• [Given entries]:
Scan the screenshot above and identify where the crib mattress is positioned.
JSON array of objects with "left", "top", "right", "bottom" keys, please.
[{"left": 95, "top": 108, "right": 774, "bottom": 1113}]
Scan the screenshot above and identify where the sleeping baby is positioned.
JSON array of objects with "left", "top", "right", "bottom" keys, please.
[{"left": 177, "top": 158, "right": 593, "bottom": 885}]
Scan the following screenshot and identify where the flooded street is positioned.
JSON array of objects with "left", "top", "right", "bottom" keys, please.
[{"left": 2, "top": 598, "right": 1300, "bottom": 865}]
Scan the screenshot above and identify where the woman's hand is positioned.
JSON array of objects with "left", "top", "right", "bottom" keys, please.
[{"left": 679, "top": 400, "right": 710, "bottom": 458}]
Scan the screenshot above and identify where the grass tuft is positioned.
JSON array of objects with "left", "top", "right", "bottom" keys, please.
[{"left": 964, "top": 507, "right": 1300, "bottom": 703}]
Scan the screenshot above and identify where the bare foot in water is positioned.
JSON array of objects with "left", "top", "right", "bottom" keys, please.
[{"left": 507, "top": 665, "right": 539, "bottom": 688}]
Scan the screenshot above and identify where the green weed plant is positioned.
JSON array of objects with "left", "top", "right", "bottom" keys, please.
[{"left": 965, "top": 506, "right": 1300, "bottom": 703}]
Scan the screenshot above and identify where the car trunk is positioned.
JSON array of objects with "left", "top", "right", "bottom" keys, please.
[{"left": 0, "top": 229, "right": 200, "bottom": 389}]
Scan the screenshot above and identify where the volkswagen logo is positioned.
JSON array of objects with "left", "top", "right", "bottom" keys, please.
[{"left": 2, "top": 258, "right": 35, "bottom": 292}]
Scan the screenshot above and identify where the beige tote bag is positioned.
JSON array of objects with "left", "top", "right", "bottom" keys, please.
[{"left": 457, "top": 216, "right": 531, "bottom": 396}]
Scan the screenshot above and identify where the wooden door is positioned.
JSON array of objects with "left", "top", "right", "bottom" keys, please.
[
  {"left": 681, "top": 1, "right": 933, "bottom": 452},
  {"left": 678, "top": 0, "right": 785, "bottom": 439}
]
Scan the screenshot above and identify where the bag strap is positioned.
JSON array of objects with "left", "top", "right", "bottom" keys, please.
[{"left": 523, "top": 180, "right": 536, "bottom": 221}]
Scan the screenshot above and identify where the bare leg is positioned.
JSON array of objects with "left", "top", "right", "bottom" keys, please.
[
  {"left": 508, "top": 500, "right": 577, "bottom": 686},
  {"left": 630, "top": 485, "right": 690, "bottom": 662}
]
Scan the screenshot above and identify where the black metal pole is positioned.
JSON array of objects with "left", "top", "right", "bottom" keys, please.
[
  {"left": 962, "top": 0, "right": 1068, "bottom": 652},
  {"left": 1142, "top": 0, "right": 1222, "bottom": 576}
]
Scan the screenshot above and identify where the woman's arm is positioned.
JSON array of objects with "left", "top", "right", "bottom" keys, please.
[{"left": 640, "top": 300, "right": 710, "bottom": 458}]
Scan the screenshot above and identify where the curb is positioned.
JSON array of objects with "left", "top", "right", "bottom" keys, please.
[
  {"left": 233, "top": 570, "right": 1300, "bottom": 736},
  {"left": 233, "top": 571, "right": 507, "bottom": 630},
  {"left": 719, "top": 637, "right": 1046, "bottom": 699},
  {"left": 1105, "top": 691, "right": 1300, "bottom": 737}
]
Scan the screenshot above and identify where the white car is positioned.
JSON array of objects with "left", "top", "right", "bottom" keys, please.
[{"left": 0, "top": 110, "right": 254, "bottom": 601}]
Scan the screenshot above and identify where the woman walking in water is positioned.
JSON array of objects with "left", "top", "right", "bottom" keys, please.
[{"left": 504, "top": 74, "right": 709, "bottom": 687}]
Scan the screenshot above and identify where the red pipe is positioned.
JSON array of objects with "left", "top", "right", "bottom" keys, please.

• [Exercise goal]:
Could you write out exactly the lines above, starting at the first one and ending with the line that has "Scan the screenshot above and identify where the green"?

• [Written answer]:
Scan the screenshot above and identify where the crib mattress is positioned.
JSON array of objects with "left", "top", "right", "bottom" keys, please.
[{"left": 95, "top": 108, "right": 774, "bottom": 1113}]
Scan the screenshot above and identify where the sleeping baby is positioned.
JSON array of objects with "left", "top", "right", "bottom" keys, please.
[{"left": 177, "top": 158, "right": 593, "bottom": 885}]
Scan the following screenshot and identify where the flooded street is positioned.
JSON array of objects with "left", "top", "right", "bottom" keys, please.
[{"left": 2, "top": 598, "right": 1300, "bottom": 865}]
Scan the screenshot above and identify where the woman's hand is positioned.
JSON array of objects with "left", "top", "right", "bottom" keys, please.
[{"left": 679, "top": 400, "right": 710, "bottom": 458}]
Scan the screenshot above and identify where the grass tuft is positioned.
JSON array of objects with "left", "top", "right", "bottom" keys, please.
[{"left": 964, "top": 507, "right": 1300, "bottom": 703}]
Scan the screenshot above and identify where the bare foot in water is positioned.
JSON array of objects with "left", "top", "right", "bottom" keys, please.
[{"left": 507, "top": 665, "right": 539, "bottom": 688}]
Scan the screenshot above and identify where the green weed plant is positioned.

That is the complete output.